TASK PROMPT
Extend the article below on Sweden's economic growth and tax burden, picking up right after its final sentence.

Written by Tim Worstall | Tuesday 29 October 2013

As we all know Sweden is burdened with an extraordinary tax burden, one so heavy as to crush all things of beauty within that country. But that's the price that has to be paid for the glories of an icy social democracy of course.

As many fewer know Sweden (along with Denmark) is, underneath that tax burden, actually a rather more economically liberal place than either the UK or the US. That's how they can manage to cope with that staggering tax burden and still have economic growth. But there are still those who think that Sweden gained its current wealth as a result of that tax burden that finances that social democracy. And Johan Norberg has an excellent essay out showing that this last part of the story simply isn't true. Sweden grew to wealth under something very much like laissez-faire. It's only once wealth was achieved that the tax burden rose:

Sweden had the fastest economic and social development that its people had ever experienced, and one of the fastest the world had ever seen. Between 1850 and 1950 the average Swedish income multiplied eightfold, while population doubled. Infant mortality fell from 15 to 2 per cent, and average life expectancy rose an incredible 28 years. A poor peasant nation had become one of the world’s richest countries. Many people abroad think that this was the triumph of the Swedish Social Democratic Party, which somehow found the perfect middle way, managing to tax, spend, and regulate Sweden into a more equitable distribution of wealth—without hurting its productive capacity. And so Sweden—a small country of nine million inhabitants in the north of Europe—became a source of inspiration for people around the world who believe in government-led development and distribution.

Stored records
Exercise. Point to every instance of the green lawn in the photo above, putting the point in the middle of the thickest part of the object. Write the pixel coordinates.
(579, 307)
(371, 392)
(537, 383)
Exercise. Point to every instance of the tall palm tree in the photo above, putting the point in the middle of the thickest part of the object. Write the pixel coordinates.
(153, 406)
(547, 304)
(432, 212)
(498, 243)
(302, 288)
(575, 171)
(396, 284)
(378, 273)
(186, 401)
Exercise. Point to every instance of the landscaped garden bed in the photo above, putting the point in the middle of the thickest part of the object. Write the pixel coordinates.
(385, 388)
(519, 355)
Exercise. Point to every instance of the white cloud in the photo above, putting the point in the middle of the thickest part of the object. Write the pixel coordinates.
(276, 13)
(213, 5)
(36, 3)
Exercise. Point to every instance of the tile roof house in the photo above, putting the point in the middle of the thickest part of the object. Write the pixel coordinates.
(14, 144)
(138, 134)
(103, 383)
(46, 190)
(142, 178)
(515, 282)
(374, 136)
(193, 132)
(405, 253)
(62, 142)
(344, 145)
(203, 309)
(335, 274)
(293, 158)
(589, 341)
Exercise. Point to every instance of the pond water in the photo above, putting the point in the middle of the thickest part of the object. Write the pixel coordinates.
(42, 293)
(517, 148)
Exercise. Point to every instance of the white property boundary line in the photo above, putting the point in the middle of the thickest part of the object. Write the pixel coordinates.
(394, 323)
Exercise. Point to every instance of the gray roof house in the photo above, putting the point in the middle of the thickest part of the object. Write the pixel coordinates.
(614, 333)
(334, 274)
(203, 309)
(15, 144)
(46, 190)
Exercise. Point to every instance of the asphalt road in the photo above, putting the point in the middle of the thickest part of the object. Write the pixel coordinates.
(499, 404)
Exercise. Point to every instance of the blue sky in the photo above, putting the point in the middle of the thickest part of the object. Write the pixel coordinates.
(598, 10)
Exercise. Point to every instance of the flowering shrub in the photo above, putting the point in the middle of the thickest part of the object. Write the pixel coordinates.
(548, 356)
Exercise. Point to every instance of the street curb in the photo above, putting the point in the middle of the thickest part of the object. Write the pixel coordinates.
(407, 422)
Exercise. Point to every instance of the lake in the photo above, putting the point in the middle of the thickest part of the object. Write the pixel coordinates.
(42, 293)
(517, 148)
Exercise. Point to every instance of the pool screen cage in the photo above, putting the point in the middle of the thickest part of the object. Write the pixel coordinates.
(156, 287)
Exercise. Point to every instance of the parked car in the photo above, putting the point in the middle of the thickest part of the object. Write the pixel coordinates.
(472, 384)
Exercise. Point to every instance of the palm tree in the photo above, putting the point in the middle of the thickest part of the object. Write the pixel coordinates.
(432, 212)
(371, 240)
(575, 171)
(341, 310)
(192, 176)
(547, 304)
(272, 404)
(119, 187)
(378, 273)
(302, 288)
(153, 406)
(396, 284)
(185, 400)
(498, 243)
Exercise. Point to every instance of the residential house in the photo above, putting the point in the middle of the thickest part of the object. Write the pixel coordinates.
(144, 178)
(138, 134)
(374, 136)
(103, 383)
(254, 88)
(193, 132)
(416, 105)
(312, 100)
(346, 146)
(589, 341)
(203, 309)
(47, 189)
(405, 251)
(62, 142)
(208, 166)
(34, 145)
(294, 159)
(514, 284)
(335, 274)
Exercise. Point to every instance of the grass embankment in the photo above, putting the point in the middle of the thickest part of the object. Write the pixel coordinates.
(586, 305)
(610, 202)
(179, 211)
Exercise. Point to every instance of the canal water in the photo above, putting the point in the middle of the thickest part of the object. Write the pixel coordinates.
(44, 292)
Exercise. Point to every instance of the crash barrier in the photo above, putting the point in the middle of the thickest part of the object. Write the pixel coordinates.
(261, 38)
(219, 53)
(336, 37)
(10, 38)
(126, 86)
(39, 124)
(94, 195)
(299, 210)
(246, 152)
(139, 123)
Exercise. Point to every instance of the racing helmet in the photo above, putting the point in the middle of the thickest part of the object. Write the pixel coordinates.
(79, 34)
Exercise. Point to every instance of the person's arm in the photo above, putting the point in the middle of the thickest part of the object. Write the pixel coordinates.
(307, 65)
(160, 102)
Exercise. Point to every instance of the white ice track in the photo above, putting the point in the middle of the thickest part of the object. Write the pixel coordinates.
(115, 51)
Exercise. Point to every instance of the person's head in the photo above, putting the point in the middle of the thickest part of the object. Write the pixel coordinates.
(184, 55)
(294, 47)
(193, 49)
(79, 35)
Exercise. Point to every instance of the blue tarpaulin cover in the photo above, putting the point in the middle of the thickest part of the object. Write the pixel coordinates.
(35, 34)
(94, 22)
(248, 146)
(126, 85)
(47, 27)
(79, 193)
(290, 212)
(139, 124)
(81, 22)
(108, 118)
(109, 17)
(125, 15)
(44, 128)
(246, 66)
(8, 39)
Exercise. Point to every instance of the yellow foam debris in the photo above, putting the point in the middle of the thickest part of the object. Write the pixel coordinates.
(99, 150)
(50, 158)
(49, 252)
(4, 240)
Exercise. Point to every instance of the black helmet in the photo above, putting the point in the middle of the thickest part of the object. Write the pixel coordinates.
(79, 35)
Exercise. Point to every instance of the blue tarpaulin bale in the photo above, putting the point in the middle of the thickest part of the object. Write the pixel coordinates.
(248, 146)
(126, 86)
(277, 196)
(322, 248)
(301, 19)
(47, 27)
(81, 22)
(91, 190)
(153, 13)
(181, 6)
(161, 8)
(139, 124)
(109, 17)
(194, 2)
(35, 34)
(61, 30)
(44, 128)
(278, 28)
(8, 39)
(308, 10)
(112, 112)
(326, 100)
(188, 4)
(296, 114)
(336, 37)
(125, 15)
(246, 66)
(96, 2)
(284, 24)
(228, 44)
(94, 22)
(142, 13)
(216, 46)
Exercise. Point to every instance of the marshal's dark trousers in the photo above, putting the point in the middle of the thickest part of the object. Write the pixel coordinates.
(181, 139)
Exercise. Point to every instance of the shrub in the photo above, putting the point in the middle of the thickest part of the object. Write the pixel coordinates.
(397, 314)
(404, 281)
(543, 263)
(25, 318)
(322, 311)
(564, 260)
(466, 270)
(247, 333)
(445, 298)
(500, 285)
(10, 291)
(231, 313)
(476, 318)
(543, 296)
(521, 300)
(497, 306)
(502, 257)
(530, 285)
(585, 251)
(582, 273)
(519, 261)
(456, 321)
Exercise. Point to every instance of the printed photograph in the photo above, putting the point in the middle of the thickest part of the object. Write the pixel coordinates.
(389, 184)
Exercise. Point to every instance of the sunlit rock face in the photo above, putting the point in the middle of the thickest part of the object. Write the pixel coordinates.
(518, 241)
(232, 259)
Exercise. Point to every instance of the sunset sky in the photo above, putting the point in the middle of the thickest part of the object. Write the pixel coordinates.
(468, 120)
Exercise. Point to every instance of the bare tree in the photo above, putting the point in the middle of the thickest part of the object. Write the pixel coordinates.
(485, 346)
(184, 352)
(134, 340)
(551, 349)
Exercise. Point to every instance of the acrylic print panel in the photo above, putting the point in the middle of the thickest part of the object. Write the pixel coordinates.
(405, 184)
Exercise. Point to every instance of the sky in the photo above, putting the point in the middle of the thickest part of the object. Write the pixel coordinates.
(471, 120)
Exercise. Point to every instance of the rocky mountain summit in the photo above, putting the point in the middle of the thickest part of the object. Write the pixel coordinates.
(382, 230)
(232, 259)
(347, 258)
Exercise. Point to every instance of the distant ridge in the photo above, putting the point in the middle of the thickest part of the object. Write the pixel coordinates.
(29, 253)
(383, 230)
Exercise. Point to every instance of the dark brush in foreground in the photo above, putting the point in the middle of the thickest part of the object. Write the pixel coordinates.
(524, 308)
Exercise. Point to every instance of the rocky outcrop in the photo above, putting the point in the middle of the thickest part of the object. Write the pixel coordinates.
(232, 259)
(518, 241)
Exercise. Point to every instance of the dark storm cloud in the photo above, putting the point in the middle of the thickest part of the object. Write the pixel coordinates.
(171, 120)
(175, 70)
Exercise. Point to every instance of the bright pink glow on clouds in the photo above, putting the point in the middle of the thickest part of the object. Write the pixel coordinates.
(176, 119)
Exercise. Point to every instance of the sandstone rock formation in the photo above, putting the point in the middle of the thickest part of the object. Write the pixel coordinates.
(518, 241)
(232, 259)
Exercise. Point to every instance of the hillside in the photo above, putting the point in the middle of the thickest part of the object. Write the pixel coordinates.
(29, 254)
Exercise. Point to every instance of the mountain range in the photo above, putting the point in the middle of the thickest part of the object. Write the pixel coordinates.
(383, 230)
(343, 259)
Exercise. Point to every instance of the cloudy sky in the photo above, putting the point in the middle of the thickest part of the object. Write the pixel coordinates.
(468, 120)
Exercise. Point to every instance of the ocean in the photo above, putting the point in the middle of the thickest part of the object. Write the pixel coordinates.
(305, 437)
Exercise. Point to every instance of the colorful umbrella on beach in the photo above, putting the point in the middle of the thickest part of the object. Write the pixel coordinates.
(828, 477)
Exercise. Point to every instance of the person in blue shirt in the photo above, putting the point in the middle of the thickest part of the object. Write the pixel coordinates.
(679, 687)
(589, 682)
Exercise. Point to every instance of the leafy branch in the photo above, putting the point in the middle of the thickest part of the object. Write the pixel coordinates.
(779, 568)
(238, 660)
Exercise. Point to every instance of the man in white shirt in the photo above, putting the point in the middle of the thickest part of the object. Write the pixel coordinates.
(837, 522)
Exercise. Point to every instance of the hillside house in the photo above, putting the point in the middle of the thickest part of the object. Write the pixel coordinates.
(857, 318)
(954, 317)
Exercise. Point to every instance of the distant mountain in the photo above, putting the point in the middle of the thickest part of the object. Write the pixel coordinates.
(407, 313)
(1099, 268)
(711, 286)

THE RESPONSE
But there is something wrong with this interpretation. In 1950, when Sweden was known worldwide as the great success story, taxes in Sweden were lower and the public sector smaller than in the rest of Europe and the United States. It was not until then that Swedish politicians started levying taxes and disbursing handouts on a large scale, that is, redistributing the wealth that businesses and workers had already created. Sweden’s biggest social and economic successes took place when Sweden had a laissez-faire economy, and widely distributed wealth preceded the welfare state.

This is the story about how that happened. It is a story that must be learned by countries that want to be where Sweden is today, because if they are to accomplish that feat, they must do what Sweden did back then, not what an already-rich Sweden does now.

I thoroughly recommend the entire piece. And do note the most important point: wealth first, then worry (if you so wish) about the equity and the fairness. Get this the wrong way around and you'll never have the wealth to worry about the distribution of.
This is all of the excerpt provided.